(Pointing records)
-----

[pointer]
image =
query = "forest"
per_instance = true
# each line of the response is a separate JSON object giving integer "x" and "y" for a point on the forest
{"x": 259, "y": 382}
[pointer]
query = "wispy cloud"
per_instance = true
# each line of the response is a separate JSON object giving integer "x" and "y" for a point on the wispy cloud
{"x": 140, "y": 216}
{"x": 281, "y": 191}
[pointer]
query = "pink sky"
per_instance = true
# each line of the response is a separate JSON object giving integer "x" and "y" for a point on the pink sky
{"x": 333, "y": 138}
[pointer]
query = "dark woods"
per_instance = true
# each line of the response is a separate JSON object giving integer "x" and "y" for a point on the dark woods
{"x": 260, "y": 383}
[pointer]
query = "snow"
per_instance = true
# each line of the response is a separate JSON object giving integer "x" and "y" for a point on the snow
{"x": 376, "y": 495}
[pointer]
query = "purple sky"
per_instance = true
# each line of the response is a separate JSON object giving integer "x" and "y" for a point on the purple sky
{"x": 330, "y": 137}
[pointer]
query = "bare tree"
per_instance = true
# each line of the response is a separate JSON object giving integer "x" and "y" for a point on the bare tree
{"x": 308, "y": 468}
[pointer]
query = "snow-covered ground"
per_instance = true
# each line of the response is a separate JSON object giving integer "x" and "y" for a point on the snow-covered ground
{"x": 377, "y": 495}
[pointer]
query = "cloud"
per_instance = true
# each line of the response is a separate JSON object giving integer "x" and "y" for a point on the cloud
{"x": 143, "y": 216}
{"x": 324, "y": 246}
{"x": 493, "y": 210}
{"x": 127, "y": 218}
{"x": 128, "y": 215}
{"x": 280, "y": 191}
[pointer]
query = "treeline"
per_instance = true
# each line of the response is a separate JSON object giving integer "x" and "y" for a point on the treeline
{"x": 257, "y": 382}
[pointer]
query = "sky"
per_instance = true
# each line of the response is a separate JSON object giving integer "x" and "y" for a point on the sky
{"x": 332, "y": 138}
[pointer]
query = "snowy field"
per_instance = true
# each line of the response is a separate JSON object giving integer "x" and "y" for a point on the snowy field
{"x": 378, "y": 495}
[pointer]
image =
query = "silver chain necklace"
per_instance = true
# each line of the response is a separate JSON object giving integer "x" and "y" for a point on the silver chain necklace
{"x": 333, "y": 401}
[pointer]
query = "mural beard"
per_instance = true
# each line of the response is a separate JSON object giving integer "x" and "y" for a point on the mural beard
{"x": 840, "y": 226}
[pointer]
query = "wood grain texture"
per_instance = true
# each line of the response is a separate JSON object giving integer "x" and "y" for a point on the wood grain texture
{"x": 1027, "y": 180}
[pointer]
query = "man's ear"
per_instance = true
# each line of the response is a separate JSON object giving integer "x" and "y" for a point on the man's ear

-----

Which lines of the records contain the string "purple"? Return each of them in full, treating uppercase and lowercase as different.

» **Full output**:
query = "purple sky"
# each line of the response is a separate JSON object giving integer "x" and "y" for a point on the purple sky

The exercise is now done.